_SELECTED TEXT_
########################################
SpamMimic: encode your message into something innocent-looking

Smerity · on Dec 9, 2014

For my favourite variation of this, see "Practical Linguistic Steganography using Contextual Synonym Substitution and a Novel Vertex Coding Method"[1].

Chang et al. use synonym substitution to encode hidden data into standard text, resulting in perfectly readable and sensible output afterwards. This is far less suspicious than someone keeping spam. Appendix B gives an example of how innocuous the output can be. The best part is that even when the attacker knows the system being used, it's still secure against an enemy (Kerckhoffs's principle).

[1]: http://www.mitpressjournals.org/doi/pdf/10.1162/COLI_a_00176

sytelus · on Dec 9, 2014

The approach in this paper looks much cooler. A major thing missing in OP's website is that there is no way to add cover text (equivalent to "key" for encryption). However I like the fact that message comes out as spam so it (hopefully) stays out of inbox of receiving person and one would need to know what to look for in spam folder. This is very cool because I'd never thought of utility of making a message purposely look like spam.

praptak · on Dec 9, 2014

A similar idea applies to executable code. Hydan is a tool that hides messages in x86 executables by using code polymorphism: takes an executable and produces one that has unchanged size, behaves exactly the same way but additionally carries a hidden message.

nullc · on Dec 9, 2014

This would be much more powerful with wet paper codes, I suspect. A problem with it is that the changes are all forced, so it likely has a huge impact on the statistics of the text.

pmoriarty · on Dec 9, 2014

I encourage anyone interested in this to read about Peter Wayner's Mimic Functions.[1]

From the abstract:

  A mimic function changes a file A so it assumes the statistical
  properties of another file B. That is, if p(t,A) is the
  probability of some substring t occuring in A, then a mimic
  function f, recodes A so that p(t,f(A)) approximates p(t,B) for
  all strings t of length less than some n. This paper describes
  the algorithm for computing mimic functions and compares the
  algorithm with its functional inverse, Huffman coding. It also
  provides a description of more robust mimic functions which can
  be defined using context-free grammars.
########################################
_GIVEN ENTRIES_
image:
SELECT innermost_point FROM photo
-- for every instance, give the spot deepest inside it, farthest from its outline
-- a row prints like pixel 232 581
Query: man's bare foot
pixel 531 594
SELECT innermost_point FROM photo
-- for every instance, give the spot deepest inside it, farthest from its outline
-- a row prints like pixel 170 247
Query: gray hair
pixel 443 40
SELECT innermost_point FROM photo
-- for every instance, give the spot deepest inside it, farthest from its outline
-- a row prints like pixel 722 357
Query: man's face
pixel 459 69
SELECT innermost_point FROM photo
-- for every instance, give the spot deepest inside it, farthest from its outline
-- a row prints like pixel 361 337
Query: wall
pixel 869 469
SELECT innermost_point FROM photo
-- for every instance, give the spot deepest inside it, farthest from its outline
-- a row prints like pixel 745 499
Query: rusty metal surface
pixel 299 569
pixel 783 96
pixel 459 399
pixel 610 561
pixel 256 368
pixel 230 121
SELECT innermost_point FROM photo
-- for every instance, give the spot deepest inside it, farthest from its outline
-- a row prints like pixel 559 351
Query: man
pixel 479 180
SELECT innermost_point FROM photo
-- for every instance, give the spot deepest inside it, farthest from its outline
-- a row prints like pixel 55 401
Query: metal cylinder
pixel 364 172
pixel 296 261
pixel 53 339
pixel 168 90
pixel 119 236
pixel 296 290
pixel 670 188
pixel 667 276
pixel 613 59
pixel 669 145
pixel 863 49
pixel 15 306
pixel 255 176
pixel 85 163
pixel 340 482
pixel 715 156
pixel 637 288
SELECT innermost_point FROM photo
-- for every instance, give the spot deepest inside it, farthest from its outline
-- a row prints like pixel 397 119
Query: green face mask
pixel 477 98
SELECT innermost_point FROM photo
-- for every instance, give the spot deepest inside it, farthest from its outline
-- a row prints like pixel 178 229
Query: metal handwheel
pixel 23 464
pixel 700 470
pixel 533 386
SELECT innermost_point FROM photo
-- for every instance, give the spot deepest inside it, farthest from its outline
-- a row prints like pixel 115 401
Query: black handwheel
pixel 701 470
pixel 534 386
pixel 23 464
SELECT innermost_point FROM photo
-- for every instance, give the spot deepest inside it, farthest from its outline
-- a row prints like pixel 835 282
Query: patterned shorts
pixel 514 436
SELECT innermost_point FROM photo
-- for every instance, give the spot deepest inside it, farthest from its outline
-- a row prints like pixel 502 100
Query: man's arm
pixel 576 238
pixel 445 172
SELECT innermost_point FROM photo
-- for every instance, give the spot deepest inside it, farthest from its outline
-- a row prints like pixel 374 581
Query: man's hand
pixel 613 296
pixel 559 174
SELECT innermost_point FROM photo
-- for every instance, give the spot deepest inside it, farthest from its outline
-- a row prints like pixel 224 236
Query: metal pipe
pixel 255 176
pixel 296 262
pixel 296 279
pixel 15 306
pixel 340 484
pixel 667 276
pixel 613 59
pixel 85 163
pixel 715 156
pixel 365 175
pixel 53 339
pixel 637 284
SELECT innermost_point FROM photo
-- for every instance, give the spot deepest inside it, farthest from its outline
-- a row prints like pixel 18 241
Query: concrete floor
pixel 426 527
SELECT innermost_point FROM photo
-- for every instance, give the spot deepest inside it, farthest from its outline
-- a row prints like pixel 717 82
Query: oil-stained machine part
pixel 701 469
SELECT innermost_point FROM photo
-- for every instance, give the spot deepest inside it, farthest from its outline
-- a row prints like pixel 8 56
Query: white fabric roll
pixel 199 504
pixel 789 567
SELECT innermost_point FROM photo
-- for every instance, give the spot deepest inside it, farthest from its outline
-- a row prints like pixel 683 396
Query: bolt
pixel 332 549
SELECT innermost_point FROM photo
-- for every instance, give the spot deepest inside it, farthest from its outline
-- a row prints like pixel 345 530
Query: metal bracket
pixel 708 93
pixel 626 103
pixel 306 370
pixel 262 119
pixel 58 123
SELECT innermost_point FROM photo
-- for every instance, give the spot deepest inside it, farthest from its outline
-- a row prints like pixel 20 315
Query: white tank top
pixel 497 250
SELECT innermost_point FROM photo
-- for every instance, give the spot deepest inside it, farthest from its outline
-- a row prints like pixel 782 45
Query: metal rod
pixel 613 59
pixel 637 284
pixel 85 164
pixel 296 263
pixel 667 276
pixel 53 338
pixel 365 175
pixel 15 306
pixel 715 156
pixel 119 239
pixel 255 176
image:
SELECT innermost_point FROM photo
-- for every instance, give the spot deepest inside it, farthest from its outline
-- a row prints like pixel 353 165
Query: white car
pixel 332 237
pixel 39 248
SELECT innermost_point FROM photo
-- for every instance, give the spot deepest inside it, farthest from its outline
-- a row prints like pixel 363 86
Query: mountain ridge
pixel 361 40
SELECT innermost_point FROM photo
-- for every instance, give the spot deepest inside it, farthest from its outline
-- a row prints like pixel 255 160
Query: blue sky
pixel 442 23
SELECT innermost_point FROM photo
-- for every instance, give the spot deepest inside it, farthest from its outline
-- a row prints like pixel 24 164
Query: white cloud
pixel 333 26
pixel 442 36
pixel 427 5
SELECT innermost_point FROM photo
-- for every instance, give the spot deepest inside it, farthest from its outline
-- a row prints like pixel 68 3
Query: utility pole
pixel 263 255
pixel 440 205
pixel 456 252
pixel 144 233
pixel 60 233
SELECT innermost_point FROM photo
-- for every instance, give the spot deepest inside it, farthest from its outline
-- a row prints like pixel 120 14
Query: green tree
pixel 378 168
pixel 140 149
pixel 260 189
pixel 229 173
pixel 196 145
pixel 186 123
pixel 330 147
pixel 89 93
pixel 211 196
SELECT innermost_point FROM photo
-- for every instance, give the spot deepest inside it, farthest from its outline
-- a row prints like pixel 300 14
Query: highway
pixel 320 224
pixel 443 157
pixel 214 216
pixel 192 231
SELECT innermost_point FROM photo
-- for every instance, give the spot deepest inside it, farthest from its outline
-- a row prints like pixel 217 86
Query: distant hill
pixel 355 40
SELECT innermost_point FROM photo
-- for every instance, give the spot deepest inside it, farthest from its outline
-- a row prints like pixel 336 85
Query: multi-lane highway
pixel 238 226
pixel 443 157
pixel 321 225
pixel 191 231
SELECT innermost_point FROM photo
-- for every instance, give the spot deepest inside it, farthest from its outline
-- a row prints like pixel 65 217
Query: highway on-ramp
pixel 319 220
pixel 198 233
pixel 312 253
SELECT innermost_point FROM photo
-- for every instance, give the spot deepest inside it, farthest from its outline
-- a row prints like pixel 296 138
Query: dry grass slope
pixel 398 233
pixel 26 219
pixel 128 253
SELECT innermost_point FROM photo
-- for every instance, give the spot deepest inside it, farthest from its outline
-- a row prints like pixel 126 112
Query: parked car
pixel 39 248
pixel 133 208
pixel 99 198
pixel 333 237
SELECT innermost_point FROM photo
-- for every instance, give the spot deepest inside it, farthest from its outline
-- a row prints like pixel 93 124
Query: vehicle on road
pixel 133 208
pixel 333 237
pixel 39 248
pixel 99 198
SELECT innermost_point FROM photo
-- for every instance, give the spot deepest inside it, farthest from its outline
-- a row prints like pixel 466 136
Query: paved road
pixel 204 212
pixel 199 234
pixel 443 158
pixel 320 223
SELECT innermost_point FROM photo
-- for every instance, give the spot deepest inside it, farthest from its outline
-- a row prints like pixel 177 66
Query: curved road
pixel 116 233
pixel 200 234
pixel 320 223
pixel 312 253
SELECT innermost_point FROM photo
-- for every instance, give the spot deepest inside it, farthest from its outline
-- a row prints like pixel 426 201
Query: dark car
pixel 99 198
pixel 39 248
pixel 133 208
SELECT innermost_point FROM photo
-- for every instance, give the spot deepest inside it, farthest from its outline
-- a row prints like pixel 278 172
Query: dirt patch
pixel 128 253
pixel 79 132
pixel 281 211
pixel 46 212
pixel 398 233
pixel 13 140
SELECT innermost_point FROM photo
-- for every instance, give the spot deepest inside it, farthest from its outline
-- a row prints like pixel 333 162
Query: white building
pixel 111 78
########################################
_TASK GOAL_
Answer from the SpamMimic thread:
1. What tool does praptak name for hiding messages in x86 executables?
2. What does sytelus say there is no way to add on the OP's website?
3. The abstract on mimic functions compares the algorithm with its functional inverse. What is that inverse called?
The rows have no connection to the SpamMimic thread.

_REPLY TO THE TASK_
1. Hydan
2. Cover text
3. Huffman coding